*ВЫБРАННЫЙ ОТРЫВОК*.
В итоге она отвергнет и то и другое, ибо тянется к «замечательным людям», «героям». В качестве такового Берсенев приводит с собой болгарина Инсарова, борющегося за освобождение своей родины от турецкого ига. Это человек действия, причем действия не индивидуального, а коллективного, гражданского, то есть типаж, пока незнакомый России. Она выбирает именно его – словно в предчувствии тех перемен, которые сулит заглавие романа; в ее лице сама Россия пленилась этим столь недостающим ей типом. Так прочитывалась идейная подоплека книги уже первыми ее критиками.
Иначе говоря, все трое мужчин изначально расшифровывались современниками как схема, воплощение предписанных им амплуа. Между тем, на наш взгляд, и внешность их, и характеры, и высказывания выстраиваются еще и в другие системы смысловых оппозиций. Начнем с пары Берсенев – Шубин:
Один, на вид лет двадцати трех, высокого роста, черномазый, с острым и немного кривым носом, высоким лбом и сдержанною улыбкой на широких губах, лежал на спине и задумчиво глядел вдаль, слегка прищурив свои небольшие серые глазки; другой лежал на груди, подперев обеими руками кудрявую белокурую голову, и тоже глядел куда-то вдаль. Он был тремя годами старше своего товарища, но казался гораздо моложе; усы его едва пробились, и на подбородке вился легкий пух. Было что-то детски-миловидное, что-то привлекательно-изящное в мелких чертах его свежего, круглого лица, в его сладких, карих глазах, красивых, выпуклых губках и белых ручках. Все в нем дышало счастливою веселостью здоровья, дышало молодостью – беспечностью, самонадеянностью, избалованностью, прелестью молодости. Он и поводил глазами, и улыбался, и подпирал голову, как это делают мальчики, которые знают, что на них охотно заглядываются. На нем было просторное белое пальто вроде блузы; голубой платок охватывал его тонкую шею, измятая соломенная шляпа валялась в траве возле него.

*ЗАДАНИЕ 1*.
Выведите без изменений часть отрывка о героях романа от слов «В итоге она» до слов «первыми ее критиками.».
*ЗАДАНИЕ 2*.
Перепишите в виде краткого списка абзац отрывка о героях романа, который начинается словами «Один, на вид лет двадцати трех». Сохраните его основные факты.

*СТРОКИ НАБОРА ДАННЫХ*.
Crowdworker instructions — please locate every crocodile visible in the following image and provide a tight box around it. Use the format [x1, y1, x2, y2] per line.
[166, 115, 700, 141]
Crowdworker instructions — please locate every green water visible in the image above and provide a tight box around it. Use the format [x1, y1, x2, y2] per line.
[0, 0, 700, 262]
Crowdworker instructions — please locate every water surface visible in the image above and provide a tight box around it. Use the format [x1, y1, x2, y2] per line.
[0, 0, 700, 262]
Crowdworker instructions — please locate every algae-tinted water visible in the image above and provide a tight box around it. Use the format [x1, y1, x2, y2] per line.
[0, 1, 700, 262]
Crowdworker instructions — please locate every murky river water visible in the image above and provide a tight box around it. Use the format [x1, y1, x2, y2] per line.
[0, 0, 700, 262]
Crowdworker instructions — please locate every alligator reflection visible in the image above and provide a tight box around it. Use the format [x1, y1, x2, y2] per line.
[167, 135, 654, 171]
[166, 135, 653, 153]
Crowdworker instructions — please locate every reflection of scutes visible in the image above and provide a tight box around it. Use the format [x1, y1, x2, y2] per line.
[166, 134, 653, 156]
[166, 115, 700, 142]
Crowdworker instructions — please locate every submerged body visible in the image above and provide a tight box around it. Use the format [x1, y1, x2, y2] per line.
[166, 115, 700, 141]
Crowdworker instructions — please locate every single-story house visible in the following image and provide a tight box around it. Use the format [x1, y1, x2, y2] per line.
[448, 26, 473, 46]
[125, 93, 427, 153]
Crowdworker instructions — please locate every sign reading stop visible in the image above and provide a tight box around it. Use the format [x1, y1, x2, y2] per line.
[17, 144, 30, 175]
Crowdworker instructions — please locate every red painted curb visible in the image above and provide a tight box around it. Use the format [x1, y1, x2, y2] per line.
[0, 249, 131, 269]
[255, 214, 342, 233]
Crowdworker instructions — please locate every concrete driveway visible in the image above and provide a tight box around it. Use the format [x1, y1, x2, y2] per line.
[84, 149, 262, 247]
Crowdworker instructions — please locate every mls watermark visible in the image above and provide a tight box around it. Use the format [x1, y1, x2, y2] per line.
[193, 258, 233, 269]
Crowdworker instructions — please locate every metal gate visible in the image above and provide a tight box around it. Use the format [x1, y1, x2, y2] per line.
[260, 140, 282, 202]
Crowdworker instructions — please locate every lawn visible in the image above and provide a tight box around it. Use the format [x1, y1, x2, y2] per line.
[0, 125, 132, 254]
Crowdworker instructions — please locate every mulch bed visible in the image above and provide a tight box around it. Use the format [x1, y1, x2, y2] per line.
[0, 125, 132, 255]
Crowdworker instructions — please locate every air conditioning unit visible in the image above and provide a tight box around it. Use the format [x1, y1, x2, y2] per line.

*ОТВЕТ К ЗАДАНИЮ 1*.
В итоге она отвергнет и то и другое, ибо тянется к «замечательным людям», «героям». В качестве такового Берсенев приводит с собой болгарина Инсарова, борющегося за освобождение своей родины от турецкого ига. Это человек действия, причем действия не индивидуального, а коллективного, гражданского, то есть типаж, пока незнакомый России. Она выбирает именно его – словно в предчувствии тех перемен, которые сулит заглавие романа; в ее лице сама Россия пленилась этим столь недостающим ей типом. Так прочитывалась идейная подоплека книги уже первыми ее критиками.

*ОТВЕТ К ЗАДАНИЮ 2*.
- Первый: на вид около двадцати трех лет, высокий, смуглый, с острым и немного кривым носом, высоким лбом, сдержанной улыбкой на широких губах и небольшими серыми глазами. Он лежал на спине и задумчиво смотрел вдаль.
- Второй: на три года старше товарища, но казался гораздо моложе. Он лежал на груди, подперев руками кудрявую белокурую голову, и тоже смотрел вдаль.
- У второго едва пробивались усы, а на подбородке был легкий пух. Лицо у него было свежее и круглое, с мелкими чертами, глаза карие, губы красивые и выпуклые, руки белые.
- Весь облик второго дышал здоровьем, весельем и беспечной, избалованной молодостью. Держался он как мальчик, который знает, что им любуются.
- Одет он был в просторное белое пальто вроде блузы, шею охватывал голубой платок, рядом в траве лежала измятая соломенная шляпа.